I would I had the power of presenting with the brevity which becomes an occasion like this a worthy ideal of Georgia, the land of my love! But not as she lies upon the map, stretching from the mountains to the ocean, dear as she must be to her sons in all her variegated features; in her mountains and her valleys, in her rivers and her cataracts, in her bare red hills and her broad fields of rustling corn and of cotton snowy white; in her vast primeval forests that roll back in softer cadence the majestic music of the melancholy sea, and, last, but not least, in our own beautiful but modest Savannah, smiling sweetly through her veil of perennial and yet of diversified green. It is not the Georgia of the map I would invoke before you to-night. I would conjure up if I could the Georgia of the soul-majestic ideal of a sovereign State, at once the mother and the queen of a gallant people-Georgia as she first pressed her foot upon these western shores and beckoned hitherward from the elder world the poor but the virtuous, the oppressed but the upright, the unfortunate but the honorable; adopting for herself a sentiment

far nobler than all the armorial bearings of "starred and spangled courts where low-born baseness wafts perfume to pride"; taking for her escutcheon the sentiment: Poverty and virtue! Toil and be honest!

When the winter of our discontent was resting heavily, gloomily upon us; at the holiest hour of the mysterious midnight, a vision of surpassing loveliness rose before me: Georgia, my native State, with manacled limbs and disheveled locks and tears streaming from weary eyes, bent over a mangled form which she clasped, though with convulsed and fettered arms, to her bosom. And as I gazed the features of the blood-stained soldier rapidly changed. First, I saw Bartow and then I saw Gallie and then I saw Cobb, and there was Walker and Willis and Lamar; more rapid than light itself successively flashed out the wan but intrepid features of her countless scores of dying heroes, and she pressed them close to her bosom and closer still and yet more close until, behold! she had pressed them all right into her heart! And quickly, as it were, in the twinkling of an eye, the fetters had fallen from her beautiful limbs and the tears were dried upon her lovely cheeks and the wonted fires had returned to her flashing eyes and she was all of Georgia again; an equal among equals in a union of Confederate sovereignties. Yes! the Georgia of Oglethorpe, the Georgia of 1776, the Georgia of 1860, is the Georgia of to-day; is Georgia now, with her own peculiar memories and her own peculiar hopes, her own historic and heroic names and her own loyal sons and devoted daughters; rich in resources, intrepid in soul, defiant of wrong as ever she was. God

save her! God save our liege sovereign. God bless Georgia, our beloved queen! God save our only queen!"— General Henry R. Jackson.

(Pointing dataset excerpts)
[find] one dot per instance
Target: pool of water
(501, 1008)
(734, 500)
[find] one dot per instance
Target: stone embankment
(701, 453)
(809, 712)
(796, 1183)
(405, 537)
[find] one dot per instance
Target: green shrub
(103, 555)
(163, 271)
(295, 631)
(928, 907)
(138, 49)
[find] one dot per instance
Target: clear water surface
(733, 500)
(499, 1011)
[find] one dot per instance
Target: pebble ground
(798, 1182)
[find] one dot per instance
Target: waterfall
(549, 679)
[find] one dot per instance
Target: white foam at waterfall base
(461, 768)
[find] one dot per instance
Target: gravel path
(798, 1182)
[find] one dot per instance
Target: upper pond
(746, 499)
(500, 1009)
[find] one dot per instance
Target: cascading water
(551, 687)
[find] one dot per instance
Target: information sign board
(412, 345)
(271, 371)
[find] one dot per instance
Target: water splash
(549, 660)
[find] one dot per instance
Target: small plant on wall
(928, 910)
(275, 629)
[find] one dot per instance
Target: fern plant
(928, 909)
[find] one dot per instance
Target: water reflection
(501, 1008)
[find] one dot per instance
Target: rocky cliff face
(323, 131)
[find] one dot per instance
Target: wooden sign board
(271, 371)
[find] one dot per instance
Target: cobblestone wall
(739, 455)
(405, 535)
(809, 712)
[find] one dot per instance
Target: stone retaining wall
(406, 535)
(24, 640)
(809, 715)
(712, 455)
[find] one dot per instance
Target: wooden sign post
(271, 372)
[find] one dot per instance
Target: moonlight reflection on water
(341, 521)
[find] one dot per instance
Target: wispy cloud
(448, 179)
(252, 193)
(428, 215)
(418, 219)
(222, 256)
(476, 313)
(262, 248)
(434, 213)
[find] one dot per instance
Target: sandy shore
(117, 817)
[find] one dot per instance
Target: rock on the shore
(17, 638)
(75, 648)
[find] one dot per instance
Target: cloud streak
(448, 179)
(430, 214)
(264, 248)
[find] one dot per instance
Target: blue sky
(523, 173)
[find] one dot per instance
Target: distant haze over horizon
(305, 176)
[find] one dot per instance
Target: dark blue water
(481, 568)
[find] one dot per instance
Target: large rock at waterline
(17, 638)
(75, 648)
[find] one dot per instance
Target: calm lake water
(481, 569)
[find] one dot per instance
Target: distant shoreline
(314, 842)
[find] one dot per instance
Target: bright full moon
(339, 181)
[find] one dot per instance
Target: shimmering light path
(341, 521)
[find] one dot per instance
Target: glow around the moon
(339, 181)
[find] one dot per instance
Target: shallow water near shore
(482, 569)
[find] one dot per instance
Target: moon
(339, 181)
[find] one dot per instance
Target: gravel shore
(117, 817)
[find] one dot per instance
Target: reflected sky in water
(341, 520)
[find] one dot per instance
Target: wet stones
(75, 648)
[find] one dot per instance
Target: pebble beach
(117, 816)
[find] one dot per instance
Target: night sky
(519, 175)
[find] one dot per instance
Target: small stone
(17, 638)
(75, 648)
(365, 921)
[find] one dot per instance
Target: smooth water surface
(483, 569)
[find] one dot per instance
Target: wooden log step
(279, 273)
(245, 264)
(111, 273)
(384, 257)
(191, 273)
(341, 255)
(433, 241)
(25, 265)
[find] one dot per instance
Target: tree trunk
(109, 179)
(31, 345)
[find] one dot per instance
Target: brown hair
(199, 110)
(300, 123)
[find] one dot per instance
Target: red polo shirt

**REQUIRED TASK 1:**
Answer these questions about the speech on Georgia:
(a) What sentiment does Georgia take for her escutcheon?
(b) Which city does the speaker describe as "our own beautiful but modest"?
(c) In the vision, whose features does the speaker see first on the blood-stained soldier?
**REQUIRED TASK 2:** Give the stretch of the records from their start through the line containing "(499, 1011)" as a JSON list of strings, one string per line, with blank lines omitted.

**REPLY 1:**
(a) "Poverty and virtue! Toil and be honest!"
(b) Savannah
(c) Bartow's

**REPLY 2:**
[
  "[find] one dot per instance",
  "Target: pool of water",
  "(501, 1008)",
  "(734, 500)",
  "[find] one dot per instance",
  "Target: stone embankment",
  "(701, 453)",
  "(809, 712)",
  "(796, 1183)",
  "(405, 537)",
  "[find] one dot per instance",
  "Target: green shrub",
  "(103, 555)",
  "(163, 271)",
  "(295, 631)",
  "(928, 907)",
  "(138, 49)",
  "[find] one dot per instance",
  "Target: clear water surface",
  "(733, 500)",
  "(499, 1011)"
]